Outline labeling records

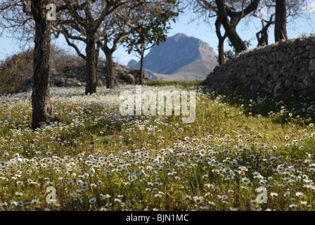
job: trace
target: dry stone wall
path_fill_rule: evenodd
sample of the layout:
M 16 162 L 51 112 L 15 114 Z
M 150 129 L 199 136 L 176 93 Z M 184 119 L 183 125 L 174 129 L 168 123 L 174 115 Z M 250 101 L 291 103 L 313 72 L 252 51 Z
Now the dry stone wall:
M 280 41 L 240 53 L 216 67 L 212 86 L 315 98 L 315 37 Z

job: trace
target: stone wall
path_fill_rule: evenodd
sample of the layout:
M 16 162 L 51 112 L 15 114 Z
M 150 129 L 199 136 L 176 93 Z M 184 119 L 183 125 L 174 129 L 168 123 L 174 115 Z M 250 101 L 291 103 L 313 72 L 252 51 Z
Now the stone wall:
M 245 51 L 216 67 L 209 86 L 315 98 L 315 37 Z

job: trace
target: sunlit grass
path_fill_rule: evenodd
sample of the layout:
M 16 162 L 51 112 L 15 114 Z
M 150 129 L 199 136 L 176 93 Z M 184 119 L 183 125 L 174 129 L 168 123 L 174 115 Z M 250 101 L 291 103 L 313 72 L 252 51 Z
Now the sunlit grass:
M 121 116 L 120 94 L 134 86 L 53 88 L 60 122 L 34 131 L 30 94 L 0 97 L 0 208 L 314 209 L 314 102 L 150 82 L 143 91 L 195 90 L 195 122 Z M 262 186 L 266 204 L 255 202 Z

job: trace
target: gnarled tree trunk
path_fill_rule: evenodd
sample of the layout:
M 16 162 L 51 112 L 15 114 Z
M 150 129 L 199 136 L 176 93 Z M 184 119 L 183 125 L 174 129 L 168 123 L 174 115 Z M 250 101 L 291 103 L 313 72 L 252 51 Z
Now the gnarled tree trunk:
M 104 51 L 106 56 L 107 65 L 107 76 L 106 76 L 106 88 L 115 88 L 115 74 L 114 74 L 114 63 L 112 60 L 112 53 L 108 51 Z
M 49 95 L 49 60 L 51 53 L 51 22 L 46 18 L 48 0 L 32 1 L 35 20 L 33 89 L 32 93 L 32 128 L 56 121 Z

[TO DO] Rewrite all of the records, substituting "task" for every "job" and keeping everything else the same. Omit the pictures.

[ANSWER TO THIS PROBLEM]
task: trace
target: dry stone wall
path_fill_rule: evenodd
sample of the layout:
M 16 162 L 51 112 L 15 114 Z
M 150 129 L 199 136 L 176 93 Z M 184 119 L 183 125 L 174 129 L 168 123 L 174 115 Z M 250 101 L 291 103 L 313 72 L 252 51 Z
Now the dry stone wall:
M 280 41 L 240 53 L 216 67 L 212 86 L 315 98 L 315 37 Z

task: trace
target: stone wall
path_fill_rule: evenodd
sample of the layout:
M 16 162 L 51 112 L 15 114 Z
M 150 129 L 199 136 L 176 93 Z M 184 119 L 183 125 L 174 129 L 168 123 L 174 115 Z M 250 101 L 291 103 L 313 72 L 252 51 Z
Now the stone wall:
M 245 51 L 216 67 L 209 86 L 315 98 L 315 37 Z

task: trace
target: sunlit grass
path_fill_rule: evenodd
sample of the layout:
M 16 162 L 51 112 L 15 114 Z
M 150 129 L 199 136 L 176 93 Z M 184 119 L 183 125 L 174 129 L 168 123 L 174 115 Z M 250 101 L 291 103 L 313 72 L 252 51 Z
Now the sunlit grass:
M 121 116 L 120 94 L 134 86 L 53 88 L 60 122 L 34 131 L 30 94 L 0 97 L 0 208 L 314 209 L 314 102 L 150 82 L 143 91 L 195 90 L 195 122 Z M 262 186 L 266 204 L 255 202 Z

task: trace
target: gnarled tree trunk
path_fill_rule: evenodd
sample of the layout:
M 16 162 L 51 112 L 15 114 Z
M 150 129 L 199 136 L 176 93 Z M 184 119 L 183 125 L 174 129 L 168 123 L 174 115 Z M 250 101 L 291 103 L 313 72 L 252 51 Z
Now the gnarled tree trunk:
M 104 51 L 106 56 L 107 65 L 107 76 L 106 76 L 106 88 L 115 88 L 115 74 L 114 74 L 114 63 L 112 60 L 112 53 L 108 51 Z
M 49 95 L 49 60 L 51 53 L 51 22 L 46 18 L 48 0 L 32 1 L 35 20 L 33 89 L 32 93 L 32 128 L 56 121 Z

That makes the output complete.